**EXCERPT**.
The Holy Father Pope Francis has accepted the resignation of Bishop Stika. Please pray for Bishop Stika as he begins his retirement and for Archbishop Fabre our Apostolic Administrator.

Bishop Stika sent the following letter to clergy, religious, and chancery staff this morning:

This morning, the Vatican announced that Pope Francis has granted my request to retire as bishop of the Diocese of Knoxville:

“Pope Francis has accepted the resignation of the Most Reverend Richard F. Stika from the pastoral governance of the Diocese of Knoxville. At the same time, the Holy See has appointed the Most Reverend Shelton J. Fabre of Louisville, as the Apostolic Administrator of the Diocese of Knoxville to serve until the appointment and installation of the new bishop.”

People will speculate on why I am doing this. It is no secret that I have been dealing with life-threatening health issues most of my adult life. I nearly died from a diabetic coma in August 2009, and I was hospitalized for another grave diabetic scare in 2015. I have survived a heart attack, heart bypass surgery, and last month I was transported to a hospital in East Tennessee for another health issue.

I recognize that questions about my leadership have played out publicly in recent months. I would be less than honest if I didn’t admit that some of this has weighed on me physically and emotionally. For these reasons, I asked the Holy Father for relief from my responsibilities as a diocesan bishop.

**TASK ITEM**.
Answer these from the announcement about Bishop Stika's resignation:
(a) Who was appointed Apostolic Administrator of the Diocese of Knoxville?
(b) When did Bishop Stika nearly die from a diabetic coma?
(c) Until when is the Apostolic Administrator to serve?

**DATASET**.
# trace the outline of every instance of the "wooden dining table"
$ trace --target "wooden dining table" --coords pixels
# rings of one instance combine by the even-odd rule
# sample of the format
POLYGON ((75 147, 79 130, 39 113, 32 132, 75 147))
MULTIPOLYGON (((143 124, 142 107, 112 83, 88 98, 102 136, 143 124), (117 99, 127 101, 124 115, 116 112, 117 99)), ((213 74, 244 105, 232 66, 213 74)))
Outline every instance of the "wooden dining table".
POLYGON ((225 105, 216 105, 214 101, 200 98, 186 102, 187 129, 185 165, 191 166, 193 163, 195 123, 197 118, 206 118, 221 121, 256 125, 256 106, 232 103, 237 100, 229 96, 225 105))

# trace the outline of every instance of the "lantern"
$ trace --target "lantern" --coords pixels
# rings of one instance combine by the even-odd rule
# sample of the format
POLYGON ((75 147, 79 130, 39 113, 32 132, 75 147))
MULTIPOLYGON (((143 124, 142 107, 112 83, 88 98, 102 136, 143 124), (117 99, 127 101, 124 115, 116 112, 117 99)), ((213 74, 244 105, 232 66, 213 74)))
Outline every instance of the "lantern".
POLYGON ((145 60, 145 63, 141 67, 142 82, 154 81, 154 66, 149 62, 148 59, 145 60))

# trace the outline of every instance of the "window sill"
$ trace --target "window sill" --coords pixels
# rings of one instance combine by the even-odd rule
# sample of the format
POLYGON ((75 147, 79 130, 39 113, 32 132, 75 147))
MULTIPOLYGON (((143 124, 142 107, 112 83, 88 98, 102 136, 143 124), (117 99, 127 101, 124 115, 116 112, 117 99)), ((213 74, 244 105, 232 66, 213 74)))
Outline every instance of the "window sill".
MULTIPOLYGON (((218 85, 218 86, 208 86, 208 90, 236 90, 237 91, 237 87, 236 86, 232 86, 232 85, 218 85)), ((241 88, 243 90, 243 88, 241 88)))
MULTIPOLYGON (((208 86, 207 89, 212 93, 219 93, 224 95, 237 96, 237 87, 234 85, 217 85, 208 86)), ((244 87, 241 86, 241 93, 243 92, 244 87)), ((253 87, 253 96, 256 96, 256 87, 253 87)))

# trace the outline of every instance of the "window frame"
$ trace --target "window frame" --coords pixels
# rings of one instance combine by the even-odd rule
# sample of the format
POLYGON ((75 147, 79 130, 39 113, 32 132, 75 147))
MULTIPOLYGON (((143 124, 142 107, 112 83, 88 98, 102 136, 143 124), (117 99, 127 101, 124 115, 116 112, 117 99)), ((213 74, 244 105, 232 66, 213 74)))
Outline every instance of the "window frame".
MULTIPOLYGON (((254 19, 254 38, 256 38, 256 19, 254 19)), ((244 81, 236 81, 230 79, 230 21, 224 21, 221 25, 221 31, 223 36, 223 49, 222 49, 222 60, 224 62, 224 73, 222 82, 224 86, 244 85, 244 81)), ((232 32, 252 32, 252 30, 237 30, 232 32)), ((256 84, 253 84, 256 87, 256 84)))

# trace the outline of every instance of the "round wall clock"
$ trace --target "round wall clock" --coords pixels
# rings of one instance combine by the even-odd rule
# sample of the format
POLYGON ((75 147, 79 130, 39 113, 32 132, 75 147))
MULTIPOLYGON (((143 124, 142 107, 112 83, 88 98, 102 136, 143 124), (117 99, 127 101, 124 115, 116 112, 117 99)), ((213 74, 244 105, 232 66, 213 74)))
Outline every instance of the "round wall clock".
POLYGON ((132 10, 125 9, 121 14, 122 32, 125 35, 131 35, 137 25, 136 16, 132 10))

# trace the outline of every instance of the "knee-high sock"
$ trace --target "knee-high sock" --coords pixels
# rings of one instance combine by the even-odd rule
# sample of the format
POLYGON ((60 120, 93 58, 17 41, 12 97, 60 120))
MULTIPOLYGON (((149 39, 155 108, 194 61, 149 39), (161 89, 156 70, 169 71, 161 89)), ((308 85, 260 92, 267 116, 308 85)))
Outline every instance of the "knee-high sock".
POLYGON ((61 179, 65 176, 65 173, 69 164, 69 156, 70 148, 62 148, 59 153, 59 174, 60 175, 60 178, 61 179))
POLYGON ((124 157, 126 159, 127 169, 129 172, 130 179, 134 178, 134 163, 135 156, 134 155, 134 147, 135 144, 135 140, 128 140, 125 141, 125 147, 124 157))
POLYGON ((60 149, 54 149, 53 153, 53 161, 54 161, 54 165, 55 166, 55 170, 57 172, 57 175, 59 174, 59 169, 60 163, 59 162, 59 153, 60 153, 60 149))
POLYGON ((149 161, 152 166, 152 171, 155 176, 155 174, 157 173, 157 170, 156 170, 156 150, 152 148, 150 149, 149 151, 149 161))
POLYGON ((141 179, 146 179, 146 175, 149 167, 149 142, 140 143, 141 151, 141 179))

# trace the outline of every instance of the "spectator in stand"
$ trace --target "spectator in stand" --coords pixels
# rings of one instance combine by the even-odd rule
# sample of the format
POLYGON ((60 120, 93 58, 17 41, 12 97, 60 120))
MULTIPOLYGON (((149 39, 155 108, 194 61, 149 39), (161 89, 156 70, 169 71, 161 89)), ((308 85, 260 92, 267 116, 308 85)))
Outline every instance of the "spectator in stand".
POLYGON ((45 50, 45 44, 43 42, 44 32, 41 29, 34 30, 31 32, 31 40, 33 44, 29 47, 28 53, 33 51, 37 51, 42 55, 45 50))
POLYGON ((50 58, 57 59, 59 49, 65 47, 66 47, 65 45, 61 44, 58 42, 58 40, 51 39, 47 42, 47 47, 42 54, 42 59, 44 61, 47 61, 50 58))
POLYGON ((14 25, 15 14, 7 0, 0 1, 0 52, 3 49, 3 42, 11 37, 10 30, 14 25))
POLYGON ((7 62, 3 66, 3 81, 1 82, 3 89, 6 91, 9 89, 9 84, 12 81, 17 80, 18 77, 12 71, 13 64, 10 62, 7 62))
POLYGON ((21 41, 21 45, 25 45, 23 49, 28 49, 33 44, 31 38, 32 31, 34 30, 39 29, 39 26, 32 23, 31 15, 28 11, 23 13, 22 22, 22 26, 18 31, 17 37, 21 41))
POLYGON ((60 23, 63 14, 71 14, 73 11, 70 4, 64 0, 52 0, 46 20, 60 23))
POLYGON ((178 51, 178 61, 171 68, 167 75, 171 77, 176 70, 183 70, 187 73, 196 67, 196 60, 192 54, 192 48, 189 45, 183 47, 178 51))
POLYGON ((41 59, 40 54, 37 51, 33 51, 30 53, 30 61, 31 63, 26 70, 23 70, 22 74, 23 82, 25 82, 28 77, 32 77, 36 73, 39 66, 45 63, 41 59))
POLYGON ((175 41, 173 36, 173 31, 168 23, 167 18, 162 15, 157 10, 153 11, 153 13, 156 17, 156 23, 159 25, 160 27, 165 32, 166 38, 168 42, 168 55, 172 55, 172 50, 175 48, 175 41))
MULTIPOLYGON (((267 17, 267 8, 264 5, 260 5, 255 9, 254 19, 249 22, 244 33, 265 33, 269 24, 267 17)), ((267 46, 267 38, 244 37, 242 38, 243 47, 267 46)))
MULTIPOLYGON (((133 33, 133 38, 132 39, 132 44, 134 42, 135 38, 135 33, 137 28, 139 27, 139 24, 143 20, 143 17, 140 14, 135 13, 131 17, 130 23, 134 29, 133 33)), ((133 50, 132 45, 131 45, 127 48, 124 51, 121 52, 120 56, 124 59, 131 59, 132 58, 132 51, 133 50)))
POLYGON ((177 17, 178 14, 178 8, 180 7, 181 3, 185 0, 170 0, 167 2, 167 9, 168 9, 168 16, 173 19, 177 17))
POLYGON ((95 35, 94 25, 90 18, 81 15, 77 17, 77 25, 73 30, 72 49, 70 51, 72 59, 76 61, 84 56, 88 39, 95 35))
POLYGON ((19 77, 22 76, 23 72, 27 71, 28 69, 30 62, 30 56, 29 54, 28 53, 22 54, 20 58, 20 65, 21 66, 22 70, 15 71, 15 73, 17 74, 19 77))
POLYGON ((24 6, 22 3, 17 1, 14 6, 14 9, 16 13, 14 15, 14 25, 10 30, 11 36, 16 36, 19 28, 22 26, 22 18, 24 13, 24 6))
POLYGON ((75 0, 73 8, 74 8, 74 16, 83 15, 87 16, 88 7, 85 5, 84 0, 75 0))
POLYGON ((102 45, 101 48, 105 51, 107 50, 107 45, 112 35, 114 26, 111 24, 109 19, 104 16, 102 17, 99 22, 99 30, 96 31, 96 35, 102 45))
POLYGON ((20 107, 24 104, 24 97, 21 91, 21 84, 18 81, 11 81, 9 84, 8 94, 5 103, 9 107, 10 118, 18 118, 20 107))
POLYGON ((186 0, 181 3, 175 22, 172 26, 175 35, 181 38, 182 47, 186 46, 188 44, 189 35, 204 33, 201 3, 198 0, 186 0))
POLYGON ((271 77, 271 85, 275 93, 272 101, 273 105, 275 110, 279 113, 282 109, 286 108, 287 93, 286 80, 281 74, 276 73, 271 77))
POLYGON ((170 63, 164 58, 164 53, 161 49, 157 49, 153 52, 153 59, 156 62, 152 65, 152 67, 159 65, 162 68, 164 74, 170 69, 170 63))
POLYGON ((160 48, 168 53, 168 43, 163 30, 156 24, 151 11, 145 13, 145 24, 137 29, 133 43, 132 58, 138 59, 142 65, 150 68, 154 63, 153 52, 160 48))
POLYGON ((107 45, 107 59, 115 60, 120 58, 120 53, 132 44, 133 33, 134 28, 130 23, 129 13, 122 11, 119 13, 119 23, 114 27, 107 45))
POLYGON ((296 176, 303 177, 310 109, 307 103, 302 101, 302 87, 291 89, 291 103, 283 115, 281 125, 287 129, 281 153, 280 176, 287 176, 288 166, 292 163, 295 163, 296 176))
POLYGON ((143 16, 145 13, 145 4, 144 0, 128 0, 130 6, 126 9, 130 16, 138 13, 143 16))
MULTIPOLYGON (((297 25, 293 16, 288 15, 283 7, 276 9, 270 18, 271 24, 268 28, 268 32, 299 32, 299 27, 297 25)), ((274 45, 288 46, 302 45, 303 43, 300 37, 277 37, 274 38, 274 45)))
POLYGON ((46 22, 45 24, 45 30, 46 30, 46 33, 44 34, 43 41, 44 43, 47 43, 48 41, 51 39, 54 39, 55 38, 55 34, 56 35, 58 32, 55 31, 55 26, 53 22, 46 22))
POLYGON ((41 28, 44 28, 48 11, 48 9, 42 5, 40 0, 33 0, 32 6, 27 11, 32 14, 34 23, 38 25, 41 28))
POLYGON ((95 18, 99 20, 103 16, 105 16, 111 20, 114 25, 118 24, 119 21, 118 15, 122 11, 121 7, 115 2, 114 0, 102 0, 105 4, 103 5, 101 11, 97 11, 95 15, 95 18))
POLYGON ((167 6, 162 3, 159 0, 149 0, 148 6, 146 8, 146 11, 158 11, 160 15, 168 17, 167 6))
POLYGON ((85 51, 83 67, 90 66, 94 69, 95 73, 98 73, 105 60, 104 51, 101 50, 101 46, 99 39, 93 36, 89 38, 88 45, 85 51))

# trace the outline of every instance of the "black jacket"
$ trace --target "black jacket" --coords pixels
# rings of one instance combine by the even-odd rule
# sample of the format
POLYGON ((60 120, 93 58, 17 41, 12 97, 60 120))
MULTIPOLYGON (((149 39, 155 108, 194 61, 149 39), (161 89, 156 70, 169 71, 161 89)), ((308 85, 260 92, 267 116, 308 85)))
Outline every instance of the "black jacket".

**RESPONSE FOR THIS EXERCISE**.
(a) The Most Reverend Shelton J. Fabre of Louisville.
(b) In August 2009.
(c) Until the appointment and installation of the new bishop.